◆ **WHAT YOU WILL DO**
From the material below, copy every line in which the word "tall" occurs.

◆ **DATA FOR PROCESSING**
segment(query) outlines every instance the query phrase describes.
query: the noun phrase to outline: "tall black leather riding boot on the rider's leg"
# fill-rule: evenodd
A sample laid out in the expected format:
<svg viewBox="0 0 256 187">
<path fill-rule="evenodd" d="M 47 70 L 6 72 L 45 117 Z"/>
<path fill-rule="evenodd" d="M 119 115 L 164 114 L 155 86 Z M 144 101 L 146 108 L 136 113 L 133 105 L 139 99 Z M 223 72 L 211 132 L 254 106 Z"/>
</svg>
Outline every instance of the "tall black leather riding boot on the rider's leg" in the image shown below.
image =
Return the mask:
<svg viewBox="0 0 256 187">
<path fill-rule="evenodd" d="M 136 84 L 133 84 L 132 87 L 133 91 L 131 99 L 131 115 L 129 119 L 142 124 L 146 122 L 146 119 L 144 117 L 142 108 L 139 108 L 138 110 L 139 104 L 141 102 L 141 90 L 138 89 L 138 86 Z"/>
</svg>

◆ **RESULT**
query: the noun phrase to outline: "tall black leather riding boot on the rider's leg"
Outline every instance of the "tall black leather riding boot on the rider's leg" in the image shown below.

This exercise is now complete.